# [Tareas del ejercicio]
1 – Enumera todos los autores que se citan con un año entre paréntesis en el texto sobre los inicios de la investigación, junto con ese año.
2 – Responde brevemente, según el texto sobre los inicios de la investigación:
(a) ¿Qué trabajos abarca básicamente la primera etapa?
(b) ¿A través de qué inscripciones se buscaba identificar las ciudades citadas en las fuentes clásicas?
(c) ¿Hasta cuándo se mantendrá la visión sobre los celtas peninsulares?
3 – Por favor, escribe lo que sigue al texto sobre los inicios de la investigación, a partir de donde termina.

# [Bloque de texto]
+-------+
2. LOS INICIOS DE LA INVESTIGACIÓN: ERUDICIÓN HISTÓRICA Y ESTUDIOS LINGÜÍSTICOS

La primera etapa que hemos establecido abarca básicamente los trabajos anteriores a la consolidación en España de la arqueología como disciplina científica. Aunque esta clasificación incluye una gran diversidad de autores, desde las obras de eruditos locales como Rodrigo Caro (1634) o Pérez Quintero (1794) hasta los estudios de grandes lingüistas como von Humboldt (1821), consideramos que existen algunas características comunes que definen a este primer periodo, destacando el interés por identificar a través de inscripciones en epígrafes y monedas ciudades citadas en las fuentes clásicas. Esta historia basada en los textos clásicos, junto a las aportaciones cada vez más importantes de la lingüística, conformará la visión que se tendrá sobre los celtas peninsulares hasta finales del siglo XIX.
+-------+
# [Extractos de datos]
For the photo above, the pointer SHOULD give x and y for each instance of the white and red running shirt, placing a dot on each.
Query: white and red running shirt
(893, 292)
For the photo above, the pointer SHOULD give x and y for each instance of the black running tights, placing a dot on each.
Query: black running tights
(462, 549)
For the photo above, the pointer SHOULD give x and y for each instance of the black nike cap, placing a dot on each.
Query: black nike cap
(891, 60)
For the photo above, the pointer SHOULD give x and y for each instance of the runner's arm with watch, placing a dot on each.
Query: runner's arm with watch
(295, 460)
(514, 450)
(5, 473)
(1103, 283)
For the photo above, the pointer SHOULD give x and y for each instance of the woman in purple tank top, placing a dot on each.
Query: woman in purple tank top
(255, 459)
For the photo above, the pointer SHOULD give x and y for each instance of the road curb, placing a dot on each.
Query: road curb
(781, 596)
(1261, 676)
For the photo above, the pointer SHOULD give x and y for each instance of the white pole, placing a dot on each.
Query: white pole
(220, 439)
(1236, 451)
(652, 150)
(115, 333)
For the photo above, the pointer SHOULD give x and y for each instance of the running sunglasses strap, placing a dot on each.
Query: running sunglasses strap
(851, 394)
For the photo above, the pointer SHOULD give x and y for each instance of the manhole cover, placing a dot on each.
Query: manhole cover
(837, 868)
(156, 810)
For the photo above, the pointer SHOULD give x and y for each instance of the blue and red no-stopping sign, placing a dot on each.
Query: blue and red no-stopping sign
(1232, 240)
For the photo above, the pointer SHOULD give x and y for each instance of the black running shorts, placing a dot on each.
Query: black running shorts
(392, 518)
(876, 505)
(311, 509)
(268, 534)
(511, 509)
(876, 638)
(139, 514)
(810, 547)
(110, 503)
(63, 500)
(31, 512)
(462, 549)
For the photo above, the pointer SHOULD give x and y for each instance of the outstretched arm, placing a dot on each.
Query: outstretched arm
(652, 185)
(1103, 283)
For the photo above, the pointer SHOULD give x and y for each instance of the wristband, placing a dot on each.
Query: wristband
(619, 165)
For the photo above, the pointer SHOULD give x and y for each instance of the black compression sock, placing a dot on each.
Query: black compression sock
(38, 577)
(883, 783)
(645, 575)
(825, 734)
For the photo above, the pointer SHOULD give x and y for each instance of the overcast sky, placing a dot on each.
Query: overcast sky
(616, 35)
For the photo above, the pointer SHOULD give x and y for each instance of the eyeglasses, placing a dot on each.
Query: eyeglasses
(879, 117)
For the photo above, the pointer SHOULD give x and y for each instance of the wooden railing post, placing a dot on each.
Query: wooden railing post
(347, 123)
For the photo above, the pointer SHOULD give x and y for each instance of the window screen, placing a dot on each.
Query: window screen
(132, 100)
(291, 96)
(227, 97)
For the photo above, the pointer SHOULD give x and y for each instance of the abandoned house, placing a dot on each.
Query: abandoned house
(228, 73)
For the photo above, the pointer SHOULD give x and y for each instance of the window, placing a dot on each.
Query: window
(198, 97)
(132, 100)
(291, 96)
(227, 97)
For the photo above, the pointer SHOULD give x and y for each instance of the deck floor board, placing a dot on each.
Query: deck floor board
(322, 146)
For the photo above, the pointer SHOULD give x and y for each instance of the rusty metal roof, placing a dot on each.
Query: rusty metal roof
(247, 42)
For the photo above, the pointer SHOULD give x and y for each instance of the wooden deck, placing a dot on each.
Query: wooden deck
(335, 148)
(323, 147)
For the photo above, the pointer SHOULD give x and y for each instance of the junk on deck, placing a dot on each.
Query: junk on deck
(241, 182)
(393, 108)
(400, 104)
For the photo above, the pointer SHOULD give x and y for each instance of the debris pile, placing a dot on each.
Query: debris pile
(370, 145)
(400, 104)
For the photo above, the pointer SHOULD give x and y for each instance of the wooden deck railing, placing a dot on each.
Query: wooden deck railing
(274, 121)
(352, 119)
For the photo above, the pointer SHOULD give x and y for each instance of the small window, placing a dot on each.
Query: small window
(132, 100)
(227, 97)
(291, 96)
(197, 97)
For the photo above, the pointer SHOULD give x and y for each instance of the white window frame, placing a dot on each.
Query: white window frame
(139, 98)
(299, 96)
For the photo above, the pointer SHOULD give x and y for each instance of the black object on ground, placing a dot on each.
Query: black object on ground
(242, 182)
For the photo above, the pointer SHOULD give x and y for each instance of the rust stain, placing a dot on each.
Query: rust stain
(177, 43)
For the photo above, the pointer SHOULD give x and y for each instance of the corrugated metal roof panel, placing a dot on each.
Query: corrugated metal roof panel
+-------+
# [Respuestas por tarea]
1 –
Rodrigo Caro (1634)
Pérez Quintero (1794)
von Humboldt (1821)

2 –
(a) Los trabajos anteriores a la consolidación en España de la arqueología como disciplina científica.
(b) Las inscripciones en epígrafes y monedas.
(c) Hasta finales del siglo XIX.

3 –
Las referencias a una presencia céltica en el sur peninsular, basadas en la lectura de autores de la Antigüedad como Estrabón o Plinio, se encuentran ya presentes en las obras de eruditos de la Edad Moderna. Así, en el siglo XVII R. Caro (1634) dedicó un apartado de su libro sobre antigüedades de la ciudad de Sevilla y su convento a los pueblos célticos, señalando que parte de ellos se asentó en la Bética. Ya a finales del siglo XVIII, la obra de M. I. Pérez Quintero La Beturia vindicada (1794) constituía una auténtica reivindicación de un marco geográfico tradicionalmente descuidado por la erudición histórica. En ella, el autor persiguió un doble objetivo: a una escala más amplia, estudiar las antigüedades de célticos y túrdulos, algo poco corriente en una época en la que el interés se centraba principalmente en el período clásico romano; y a un nivel más local, identificar su villa natal de Trigueros con la antigua ciudad de Conistorgis.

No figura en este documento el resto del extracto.